INFORMATION SUPPLIED start

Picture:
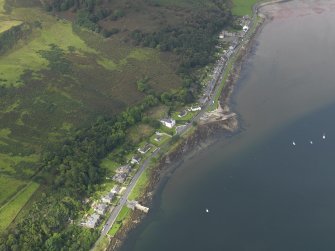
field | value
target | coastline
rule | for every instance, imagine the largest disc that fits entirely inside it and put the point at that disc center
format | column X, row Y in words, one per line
column 198, row 139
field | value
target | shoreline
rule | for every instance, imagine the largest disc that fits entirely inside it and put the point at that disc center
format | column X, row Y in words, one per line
column 200, row 138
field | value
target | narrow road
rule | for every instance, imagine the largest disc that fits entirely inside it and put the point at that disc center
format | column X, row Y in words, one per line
column 124, row 197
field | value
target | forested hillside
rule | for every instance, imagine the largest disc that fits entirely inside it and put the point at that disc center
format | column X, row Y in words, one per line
column 73, row 84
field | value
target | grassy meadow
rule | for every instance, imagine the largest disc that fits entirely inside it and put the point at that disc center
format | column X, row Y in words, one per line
column 243, row 7
column 55, row 80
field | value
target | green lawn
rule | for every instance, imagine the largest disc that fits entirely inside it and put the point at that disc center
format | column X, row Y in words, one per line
column 9, row 212
column 164, row 139
column 184, row 119
column 2, row 3
column 243, row 7
column 140, row 185
column 119, row 221
column 8, row 187
column 6, row 25
column 13, row 65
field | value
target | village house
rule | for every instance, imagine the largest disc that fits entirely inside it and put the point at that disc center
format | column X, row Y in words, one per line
column 107, row 198
column 101, row 208
column 123, row 169
column 115, row 189
column 135, row 160
column 120, row 177
column 92, row 221
column 182, row 114
column 168, row 122
column 194, row 108
column 144, row 149
column 158, row 138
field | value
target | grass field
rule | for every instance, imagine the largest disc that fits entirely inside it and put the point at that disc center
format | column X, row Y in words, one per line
column 2, row 3
column 6, row 25
column 8, row 187
column 119, row 220
column 243, row 7
column 9, row 212
column 140, row 185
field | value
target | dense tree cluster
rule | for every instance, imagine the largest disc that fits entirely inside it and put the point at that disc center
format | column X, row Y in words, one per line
column 57, row 60
column 194, row 41
column 9, row 38
column 71, row 171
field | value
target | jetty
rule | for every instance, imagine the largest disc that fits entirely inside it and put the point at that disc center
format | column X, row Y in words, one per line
column 134, row 204
column 216, row 115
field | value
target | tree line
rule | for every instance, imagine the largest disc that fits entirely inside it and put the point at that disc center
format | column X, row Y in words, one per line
column 71, row 171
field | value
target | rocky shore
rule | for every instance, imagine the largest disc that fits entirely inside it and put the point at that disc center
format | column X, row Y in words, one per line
column 201, row 138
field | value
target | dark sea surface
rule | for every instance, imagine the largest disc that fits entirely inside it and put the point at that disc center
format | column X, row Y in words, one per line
column 262, row 192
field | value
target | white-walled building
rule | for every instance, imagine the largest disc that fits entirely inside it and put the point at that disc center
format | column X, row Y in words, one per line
column 168, row 122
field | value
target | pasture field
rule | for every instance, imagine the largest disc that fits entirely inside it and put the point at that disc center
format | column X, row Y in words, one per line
column 243, row 7
column 8, row 24
column 8, row 187
column 58, row 79
column 11, row 210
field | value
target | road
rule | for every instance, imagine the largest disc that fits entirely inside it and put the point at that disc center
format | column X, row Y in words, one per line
column 124, row 197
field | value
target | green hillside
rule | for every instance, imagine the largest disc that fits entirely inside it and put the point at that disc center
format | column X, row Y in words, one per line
column 66, row 73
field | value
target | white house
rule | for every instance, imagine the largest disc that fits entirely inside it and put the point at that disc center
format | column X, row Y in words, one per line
column 144, row 149
column 92, row 221
column 123, row 169
column 107, row 198
column 135, row 160
column 193, row 109
column 168, row 122
column 100, row 208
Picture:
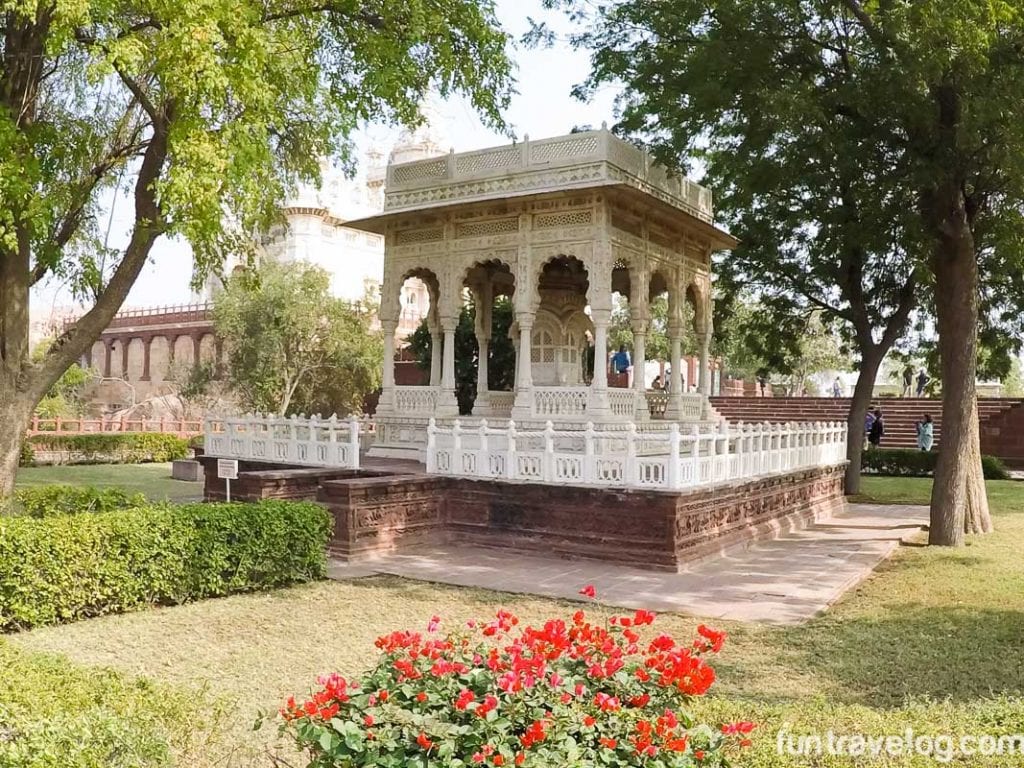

INFORMATION SUPPLIED end

- _WRITTEN TASK_
Locate every line in the entries above that contains the word "house", and copy each one. Matches must have the same case.

- _RESULT FOR THIS TASK_
target | village house
target | white house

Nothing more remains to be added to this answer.